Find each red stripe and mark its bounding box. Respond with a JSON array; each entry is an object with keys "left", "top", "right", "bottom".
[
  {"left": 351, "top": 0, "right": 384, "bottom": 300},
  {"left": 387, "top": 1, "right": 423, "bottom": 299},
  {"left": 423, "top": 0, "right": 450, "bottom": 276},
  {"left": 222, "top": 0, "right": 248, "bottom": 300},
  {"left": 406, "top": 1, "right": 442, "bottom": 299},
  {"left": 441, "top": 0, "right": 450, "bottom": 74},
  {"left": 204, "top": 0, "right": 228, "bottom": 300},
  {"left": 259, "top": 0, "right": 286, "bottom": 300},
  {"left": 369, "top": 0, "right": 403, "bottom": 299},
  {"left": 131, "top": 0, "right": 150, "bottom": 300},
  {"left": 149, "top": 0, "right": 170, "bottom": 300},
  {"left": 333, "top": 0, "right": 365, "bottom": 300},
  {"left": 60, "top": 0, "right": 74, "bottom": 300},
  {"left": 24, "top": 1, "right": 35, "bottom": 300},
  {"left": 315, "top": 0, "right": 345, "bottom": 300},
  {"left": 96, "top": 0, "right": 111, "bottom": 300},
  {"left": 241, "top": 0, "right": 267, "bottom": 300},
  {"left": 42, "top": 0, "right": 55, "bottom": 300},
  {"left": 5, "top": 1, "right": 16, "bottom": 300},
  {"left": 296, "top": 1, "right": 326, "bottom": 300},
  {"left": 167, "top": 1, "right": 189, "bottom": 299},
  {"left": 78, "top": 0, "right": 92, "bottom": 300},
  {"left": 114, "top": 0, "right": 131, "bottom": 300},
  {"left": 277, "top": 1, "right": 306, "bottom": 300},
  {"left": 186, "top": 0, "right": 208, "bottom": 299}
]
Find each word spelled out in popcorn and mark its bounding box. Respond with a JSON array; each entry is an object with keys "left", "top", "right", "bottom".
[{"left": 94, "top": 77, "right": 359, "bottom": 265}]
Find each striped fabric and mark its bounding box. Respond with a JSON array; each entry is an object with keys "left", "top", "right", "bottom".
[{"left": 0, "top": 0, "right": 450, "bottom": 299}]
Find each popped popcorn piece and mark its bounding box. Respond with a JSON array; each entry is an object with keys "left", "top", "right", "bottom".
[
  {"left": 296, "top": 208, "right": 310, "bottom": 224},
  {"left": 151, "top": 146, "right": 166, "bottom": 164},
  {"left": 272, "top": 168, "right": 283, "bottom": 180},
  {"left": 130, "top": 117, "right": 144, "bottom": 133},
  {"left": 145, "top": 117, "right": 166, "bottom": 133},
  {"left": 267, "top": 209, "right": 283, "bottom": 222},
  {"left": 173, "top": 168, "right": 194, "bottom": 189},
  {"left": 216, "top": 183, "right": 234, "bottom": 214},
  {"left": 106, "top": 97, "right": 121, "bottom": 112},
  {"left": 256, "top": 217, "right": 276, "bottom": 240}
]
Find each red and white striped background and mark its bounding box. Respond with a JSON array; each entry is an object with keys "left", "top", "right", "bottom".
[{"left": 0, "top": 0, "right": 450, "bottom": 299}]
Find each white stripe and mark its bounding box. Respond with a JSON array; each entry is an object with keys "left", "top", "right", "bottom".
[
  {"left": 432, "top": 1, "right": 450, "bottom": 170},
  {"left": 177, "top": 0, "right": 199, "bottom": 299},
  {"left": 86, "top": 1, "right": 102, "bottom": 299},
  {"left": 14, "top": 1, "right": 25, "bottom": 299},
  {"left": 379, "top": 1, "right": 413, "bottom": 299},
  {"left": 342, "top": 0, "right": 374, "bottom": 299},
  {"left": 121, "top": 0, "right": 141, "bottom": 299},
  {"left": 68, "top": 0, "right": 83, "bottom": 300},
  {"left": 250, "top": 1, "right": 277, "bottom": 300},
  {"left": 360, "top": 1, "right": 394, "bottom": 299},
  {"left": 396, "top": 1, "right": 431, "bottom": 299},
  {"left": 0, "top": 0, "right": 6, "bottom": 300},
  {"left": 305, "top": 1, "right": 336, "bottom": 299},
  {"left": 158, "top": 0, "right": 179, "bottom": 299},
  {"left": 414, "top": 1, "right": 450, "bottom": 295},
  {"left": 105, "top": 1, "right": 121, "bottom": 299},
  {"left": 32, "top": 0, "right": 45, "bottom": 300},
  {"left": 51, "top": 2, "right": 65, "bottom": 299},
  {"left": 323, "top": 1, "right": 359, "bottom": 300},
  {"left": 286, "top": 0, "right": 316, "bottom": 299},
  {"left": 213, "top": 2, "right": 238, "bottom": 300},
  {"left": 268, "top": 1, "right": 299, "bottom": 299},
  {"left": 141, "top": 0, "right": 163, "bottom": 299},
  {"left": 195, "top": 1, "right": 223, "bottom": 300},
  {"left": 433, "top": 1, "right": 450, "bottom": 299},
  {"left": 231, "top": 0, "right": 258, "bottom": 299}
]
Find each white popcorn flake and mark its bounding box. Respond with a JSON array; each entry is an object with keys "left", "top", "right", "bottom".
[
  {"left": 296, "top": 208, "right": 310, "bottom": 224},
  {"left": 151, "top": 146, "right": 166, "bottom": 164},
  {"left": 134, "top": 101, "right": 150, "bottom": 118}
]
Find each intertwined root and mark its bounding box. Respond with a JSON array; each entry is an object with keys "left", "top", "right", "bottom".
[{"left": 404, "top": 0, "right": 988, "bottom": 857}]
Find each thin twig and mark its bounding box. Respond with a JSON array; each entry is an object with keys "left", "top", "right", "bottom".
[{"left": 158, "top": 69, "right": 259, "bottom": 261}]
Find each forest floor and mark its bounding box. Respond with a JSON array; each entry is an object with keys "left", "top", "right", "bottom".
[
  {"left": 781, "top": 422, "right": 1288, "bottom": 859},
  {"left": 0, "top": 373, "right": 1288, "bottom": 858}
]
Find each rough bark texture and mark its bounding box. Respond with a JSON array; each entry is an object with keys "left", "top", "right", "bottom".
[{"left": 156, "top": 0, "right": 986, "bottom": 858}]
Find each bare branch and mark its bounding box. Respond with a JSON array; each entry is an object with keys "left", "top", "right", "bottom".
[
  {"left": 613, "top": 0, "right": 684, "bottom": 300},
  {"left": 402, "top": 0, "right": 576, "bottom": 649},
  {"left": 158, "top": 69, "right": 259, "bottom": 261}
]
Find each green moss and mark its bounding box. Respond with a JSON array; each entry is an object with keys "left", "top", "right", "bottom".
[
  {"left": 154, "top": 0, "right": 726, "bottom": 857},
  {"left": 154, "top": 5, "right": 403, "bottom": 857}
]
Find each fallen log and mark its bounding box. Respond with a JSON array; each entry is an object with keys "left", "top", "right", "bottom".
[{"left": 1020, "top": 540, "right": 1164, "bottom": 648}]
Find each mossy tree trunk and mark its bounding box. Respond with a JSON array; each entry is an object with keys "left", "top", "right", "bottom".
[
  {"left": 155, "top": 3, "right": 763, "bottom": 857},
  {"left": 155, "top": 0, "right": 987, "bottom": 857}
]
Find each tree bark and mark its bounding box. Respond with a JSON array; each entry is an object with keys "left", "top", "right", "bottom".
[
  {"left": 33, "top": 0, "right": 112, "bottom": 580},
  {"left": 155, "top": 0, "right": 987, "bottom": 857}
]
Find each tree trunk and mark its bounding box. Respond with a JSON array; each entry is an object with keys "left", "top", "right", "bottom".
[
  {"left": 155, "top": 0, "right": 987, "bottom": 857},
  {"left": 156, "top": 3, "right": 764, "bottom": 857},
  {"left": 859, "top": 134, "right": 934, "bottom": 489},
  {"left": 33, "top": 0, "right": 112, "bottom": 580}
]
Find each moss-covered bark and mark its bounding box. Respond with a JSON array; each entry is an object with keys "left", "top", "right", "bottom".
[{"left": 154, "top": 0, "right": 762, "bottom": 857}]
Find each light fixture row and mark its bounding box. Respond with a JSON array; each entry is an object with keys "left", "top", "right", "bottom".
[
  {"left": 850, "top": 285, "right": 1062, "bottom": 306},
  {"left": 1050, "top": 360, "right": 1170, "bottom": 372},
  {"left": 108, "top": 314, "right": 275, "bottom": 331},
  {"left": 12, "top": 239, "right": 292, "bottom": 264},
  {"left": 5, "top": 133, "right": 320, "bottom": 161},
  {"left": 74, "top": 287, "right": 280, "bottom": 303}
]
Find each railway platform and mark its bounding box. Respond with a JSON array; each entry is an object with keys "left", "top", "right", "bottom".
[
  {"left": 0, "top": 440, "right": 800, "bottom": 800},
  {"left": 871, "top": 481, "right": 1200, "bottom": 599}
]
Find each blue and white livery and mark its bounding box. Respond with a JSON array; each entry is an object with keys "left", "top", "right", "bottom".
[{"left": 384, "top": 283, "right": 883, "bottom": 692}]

|---|

:: Written task ::
Starting at the line that contains "Find each light" and continuing to the end of the records, write those lines out again with "railway platform" swapped for "train platform" and nothing else changed.

:: Task answer ::
Find each light fixture row and mark its bounding box. Respond with a JSON array; each entry is an object with keys "left", "top", "right", "bottom".
[
  {"left": 850, "top": 285, "right": 1062, "bottom": 306},
  {"left": 1050, "top": 360, "right": 1170, "bottom": 372},
  {"left": 108, "top": 314, "right": 275, "bottom": 331},
  {"left": 12, "top": 239, "right": 292, "bottom": 264},
  {"left": 5, "top": 133, "right": 320, "bottom": 161},
  {"left": 74, "top": 287, "right": 280, "bottom": 303}
]
Find each train platform and mark its bounding box. Respond with a JSON array; each entry is an object with keys "left", "top", "right", "bottom".
[
  {"left": 0, "top": 440, "right": 800, "bottom": 800},
  {"left": 871, "top": 481, "right": 1200, "bottom": 599}
]
Find each blue and white livery and mark its bounding box. Respond with a JSON array; each entry is an object with keys "left", "top", "right", "bottom".
[{"left": 384, "top": 283, "right": 883, "bottom": 692}]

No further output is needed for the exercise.